§ Excerpt:
:::

ABOVE AND BEYOND THE PRESIDENCY

  Joshua J. Omojuwa argues the need to elect the right people across all tiers of government

It has been said that Nigerians, at least at one time, were the happiest people in the world. Whilst you could argue against that at any point in time, you would find it a lot harder arguing against us being the most hopeful people. Hope is the dust our streets are made of. It is the air we breathe. It is the picture we see when we cast our sights on a better tomorrow.

Hope is the one thing that keeps everyone going. Without hope, existence would be completely different from what it is. It is our individual and collective desire to hold on today because tomorrow holds a new promise. It is why we keep going, irrespective of what life throws at us. That primal need to live, believing that whatever it is we are going through, time would deliver on its promise of a better tomorrow. When you reflect upon it, you would see that our most hopeful time as a country is often the period around elections and a new government.

Elections are here again, and we have heard shouts of messiah here and there. One cannot begrudge anyone who believes that there is any one man or woman who would come save this country. As with the right to vote, the right to believe in the near impossible is inalienable. However, one now has more than enough data to state this clearly without a doubt; this Federal Republic of Nigeria will most likely thrive on the back of working and effective subnational governments more than its future lies in the effects that a competent president could bring to bear.

:::

§ Recorded data:
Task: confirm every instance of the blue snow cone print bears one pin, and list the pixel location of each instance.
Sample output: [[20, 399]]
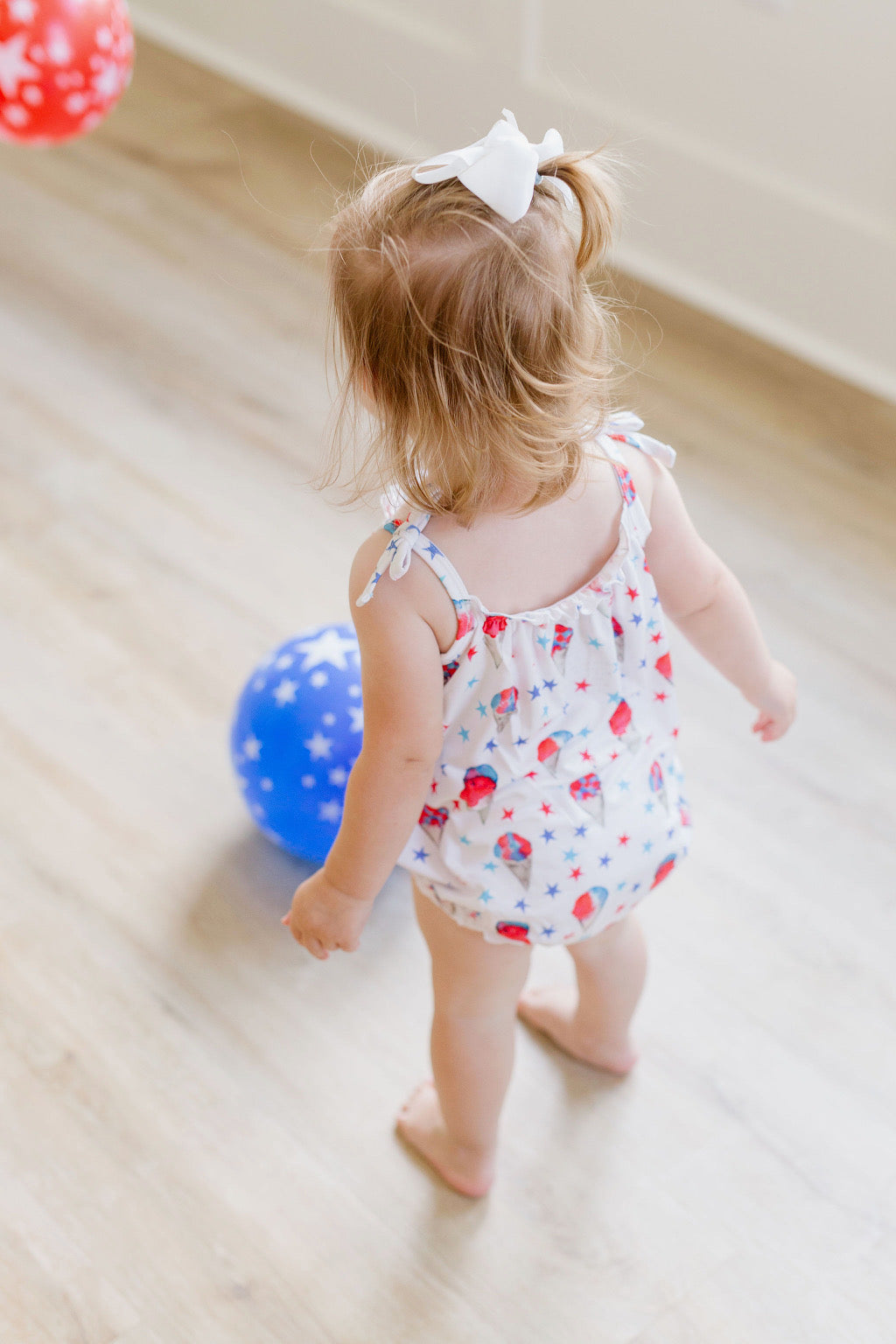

:::

§ Brief A: According to the essay on Nigerian elections, when is the country's most hopeful time?
§ Brief B: Based on the essay on Nigerian elections, say whether each statement agrees with it, and quote the deciding words: (i) Nigerians were once said to be the happiest people in the world. (ii) Nigeria's future depends mainly on electing a competent president. (iii) The right to believe in the near impossible is called inalienable.
§ Brief C: Reproduce word for word the stretch of the essay on Nigerian elections from "Joshua J. Omojuwa" through "on a better tomorrow.".

§ Written answer A: The period around elections and a new government.

§ Written answer B:
(i) Yes: "It has been said that Nigerians, at least at one time, were the happiest people in the world."
(ii) No: "this Federal Republic of Nigeria will most likely thrive on the back of working and effective subnational governments more than its future lies in the effects that a competent president could bring to bear."
(iii) Yes: "As with the right to vote, the right to believe in the near impossible is inalienable."

§ Written answer C:
Joshua J. Omojuwa argues the need to elect the right people across all tiers of government

It has been said that Nigerians, at least at one time, were the happiest people in the world. Whilst you could argue against that at any point in time, you would find it a lot harder arguing against us being the most hopeful people. Hope is the dust our streets are made of. It is the air we breathe. It is the picture we see when we cast our sights on a better tomorrow.